• [Exercise requirements]
1 - According to the text on violent news, why are the events themselves never the only source of stress?
2 - In the text on violent news, what does the author say Jesus didn't go into detail on?

• [Text shown]

:::

Mourning at a stadium in San Bernadino
Behind the holiday lights, both here in Europe and back home in the USA, the waves of unhappy news just keep coming. Colorado Springs. Beirut. Paris. Mumbai. San Bernadino – death dealing violence has become so common its hardly news anymore.
In such times, the events themselves are never the only stressors. There are reactions to the events, or the proposed reactions by politicians and wanna-be presidents that cause reaction too, and then, because we’re all connected, there are our responses to each other’s responses. Gun control or conceal and carry? Religious profiling or open borders? Boots on the ground? Drones in the air? Leave them alone?
These are our debates, and as we’re having them, they usually aren’t pretty. The uncivil dialogue creates yet another stress, as we become ‘houses divided’ even in communities of Christ followers. How good people land on such profoundly different sides on these conversations is a topic for another day. For this day though, I’d suggest that the most important thing Christ followers can do as they seek to form their own convictions on these matters is to make certain that our convictions are formed by things we know with a great deal of clarity from our Bibles. Jesus hasn’t ruled directly whether a ban on assault weapons is a good or bad idea. He didn’t go into detail on what Rome’s immigration policy should be in the 1st century But he wasn’t silent either. Jesus taught us stuff, and it’s the stuff we know that should be our starting point in framing our ethics:
What DO we know?

:::

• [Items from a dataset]
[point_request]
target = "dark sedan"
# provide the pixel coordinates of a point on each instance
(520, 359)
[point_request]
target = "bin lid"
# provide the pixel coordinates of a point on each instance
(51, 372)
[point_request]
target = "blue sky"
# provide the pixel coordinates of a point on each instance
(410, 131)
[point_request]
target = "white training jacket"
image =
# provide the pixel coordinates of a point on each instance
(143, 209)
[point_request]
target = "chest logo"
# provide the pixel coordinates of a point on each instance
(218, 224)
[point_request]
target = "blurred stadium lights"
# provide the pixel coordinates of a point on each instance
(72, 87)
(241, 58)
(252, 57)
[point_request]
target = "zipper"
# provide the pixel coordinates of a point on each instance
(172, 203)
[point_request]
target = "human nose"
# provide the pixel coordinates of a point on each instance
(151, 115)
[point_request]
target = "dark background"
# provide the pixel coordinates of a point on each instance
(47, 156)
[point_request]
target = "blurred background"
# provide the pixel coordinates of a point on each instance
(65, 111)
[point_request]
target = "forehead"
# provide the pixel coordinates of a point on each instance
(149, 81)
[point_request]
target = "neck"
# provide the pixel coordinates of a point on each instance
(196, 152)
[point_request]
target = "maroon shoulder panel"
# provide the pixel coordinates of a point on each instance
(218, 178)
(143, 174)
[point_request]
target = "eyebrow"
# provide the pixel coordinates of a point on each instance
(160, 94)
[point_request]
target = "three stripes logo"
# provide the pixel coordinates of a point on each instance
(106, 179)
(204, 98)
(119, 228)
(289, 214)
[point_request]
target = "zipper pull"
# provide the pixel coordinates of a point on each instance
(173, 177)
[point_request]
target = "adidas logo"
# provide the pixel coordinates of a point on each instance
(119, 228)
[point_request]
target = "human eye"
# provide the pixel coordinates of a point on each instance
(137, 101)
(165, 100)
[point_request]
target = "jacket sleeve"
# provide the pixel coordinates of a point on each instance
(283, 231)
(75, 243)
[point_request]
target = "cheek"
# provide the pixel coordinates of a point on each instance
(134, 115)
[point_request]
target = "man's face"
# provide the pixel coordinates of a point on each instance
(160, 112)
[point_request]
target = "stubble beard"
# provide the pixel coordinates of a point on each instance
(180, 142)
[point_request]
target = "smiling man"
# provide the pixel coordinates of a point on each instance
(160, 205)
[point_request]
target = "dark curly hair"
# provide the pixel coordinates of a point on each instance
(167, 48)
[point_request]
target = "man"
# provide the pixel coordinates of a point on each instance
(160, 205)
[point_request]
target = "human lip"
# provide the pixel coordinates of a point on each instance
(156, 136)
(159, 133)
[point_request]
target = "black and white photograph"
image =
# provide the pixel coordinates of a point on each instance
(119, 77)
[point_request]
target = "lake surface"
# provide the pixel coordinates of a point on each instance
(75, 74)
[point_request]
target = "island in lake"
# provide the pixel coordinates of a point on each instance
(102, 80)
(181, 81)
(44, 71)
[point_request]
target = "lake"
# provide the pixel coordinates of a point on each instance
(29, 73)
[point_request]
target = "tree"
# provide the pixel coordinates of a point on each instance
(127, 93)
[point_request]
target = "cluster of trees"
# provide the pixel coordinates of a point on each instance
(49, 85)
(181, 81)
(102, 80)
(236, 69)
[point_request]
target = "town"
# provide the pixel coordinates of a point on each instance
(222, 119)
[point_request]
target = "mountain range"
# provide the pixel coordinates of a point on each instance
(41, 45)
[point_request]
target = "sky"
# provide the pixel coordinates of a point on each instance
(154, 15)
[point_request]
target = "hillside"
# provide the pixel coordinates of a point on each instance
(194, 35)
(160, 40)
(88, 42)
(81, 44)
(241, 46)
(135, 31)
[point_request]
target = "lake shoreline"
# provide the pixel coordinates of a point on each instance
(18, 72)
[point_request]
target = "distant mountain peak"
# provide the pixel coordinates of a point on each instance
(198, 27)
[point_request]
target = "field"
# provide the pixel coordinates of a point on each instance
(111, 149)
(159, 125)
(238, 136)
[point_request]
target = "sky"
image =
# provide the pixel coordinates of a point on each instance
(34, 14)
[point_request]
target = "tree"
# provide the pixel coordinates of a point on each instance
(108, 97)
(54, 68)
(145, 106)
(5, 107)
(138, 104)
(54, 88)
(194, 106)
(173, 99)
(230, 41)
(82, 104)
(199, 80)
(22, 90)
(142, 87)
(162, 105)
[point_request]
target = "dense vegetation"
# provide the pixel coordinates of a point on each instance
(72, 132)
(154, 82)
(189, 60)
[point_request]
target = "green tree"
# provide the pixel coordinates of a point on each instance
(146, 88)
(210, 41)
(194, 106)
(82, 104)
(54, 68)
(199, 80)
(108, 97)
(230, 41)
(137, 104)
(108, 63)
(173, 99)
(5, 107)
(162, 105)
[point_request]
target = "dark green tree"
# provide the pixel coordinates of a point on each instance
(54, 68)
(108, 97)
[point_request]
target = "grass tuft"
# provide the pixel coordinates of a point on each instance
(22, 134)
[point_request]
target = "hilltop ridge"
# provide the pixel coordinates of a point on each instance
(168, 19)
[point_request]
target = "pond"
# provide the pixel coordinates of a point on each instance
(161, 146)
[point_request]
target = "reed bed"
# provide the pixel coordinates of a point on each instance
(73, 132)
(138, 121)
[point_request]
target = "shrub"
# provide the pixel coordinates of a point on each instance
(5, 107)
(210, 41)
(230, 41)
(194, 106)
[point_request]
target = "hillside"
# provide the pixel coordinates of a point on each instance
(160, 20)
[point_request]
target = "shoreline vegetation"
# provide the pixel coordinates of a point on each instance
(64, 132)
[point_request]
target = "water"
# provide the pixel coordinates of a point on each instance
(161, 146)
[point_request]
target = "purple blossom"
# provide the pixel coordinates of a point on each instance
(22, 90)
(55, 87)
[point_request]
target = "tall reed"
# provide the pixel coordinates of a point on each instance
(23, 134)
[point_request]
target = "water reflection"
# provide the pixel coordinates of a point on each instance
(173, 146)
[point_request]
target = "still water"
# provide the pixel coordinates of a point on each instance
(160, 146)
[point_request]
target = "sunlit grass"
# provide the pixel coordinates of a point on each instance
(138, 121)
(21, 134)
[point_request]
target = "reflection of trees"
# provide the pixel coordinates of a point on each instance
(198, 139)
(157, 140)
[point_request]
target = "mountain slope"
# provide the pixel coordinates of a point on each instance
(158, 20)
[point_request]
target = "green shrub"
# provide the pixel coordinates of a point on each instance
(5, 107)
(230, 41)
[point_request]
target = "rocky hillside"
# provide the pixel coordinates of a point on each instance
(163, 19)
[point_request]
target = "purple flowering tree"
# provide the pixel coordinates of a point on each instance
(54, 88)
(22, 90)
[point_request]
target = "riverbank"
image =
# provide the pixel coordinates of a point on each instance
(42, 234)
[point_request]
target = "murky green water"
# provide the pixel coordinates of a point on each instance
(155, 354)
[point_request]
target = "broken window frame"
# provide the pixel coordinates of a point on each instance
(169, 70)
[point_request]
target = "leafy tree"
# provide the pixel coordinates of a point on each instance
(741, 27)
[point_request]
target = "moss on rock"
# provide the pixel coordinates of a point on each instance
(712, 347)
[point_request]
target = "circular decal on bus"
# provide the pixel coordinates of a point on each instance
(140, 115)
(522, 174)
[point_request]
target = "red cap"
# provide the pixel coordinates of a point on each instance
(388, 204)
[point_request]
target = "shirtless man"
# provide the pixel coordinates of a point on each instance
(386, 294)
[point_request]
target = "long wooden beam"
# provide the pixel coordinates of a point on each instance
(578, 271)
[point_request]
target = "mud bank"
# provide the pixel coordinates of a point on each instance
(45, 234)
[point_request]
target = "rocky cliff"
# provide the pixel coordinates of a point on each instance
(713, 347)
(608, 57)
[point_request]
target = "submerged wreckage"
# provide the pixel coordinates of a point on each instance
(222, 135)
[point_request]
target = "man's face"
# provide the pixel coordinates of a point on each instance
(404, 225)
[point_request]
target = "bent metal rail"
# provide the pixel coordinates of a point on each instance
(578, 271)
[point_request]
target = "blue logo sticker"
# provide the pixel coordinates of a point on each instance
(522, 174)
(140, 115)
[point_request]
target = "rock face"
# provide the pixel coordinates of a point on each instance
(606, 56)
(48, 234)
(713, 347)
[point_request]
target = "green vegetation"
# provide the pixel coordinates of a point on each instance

:::

• [Results]
1 - There are also reactions to the events, including proposed reactions by politicians and would-be presidents, which provoke further reaction. Because we're all connected, there are also our responses to each other's responses.

2 - What Rome's immigration policy should be in the 1st century.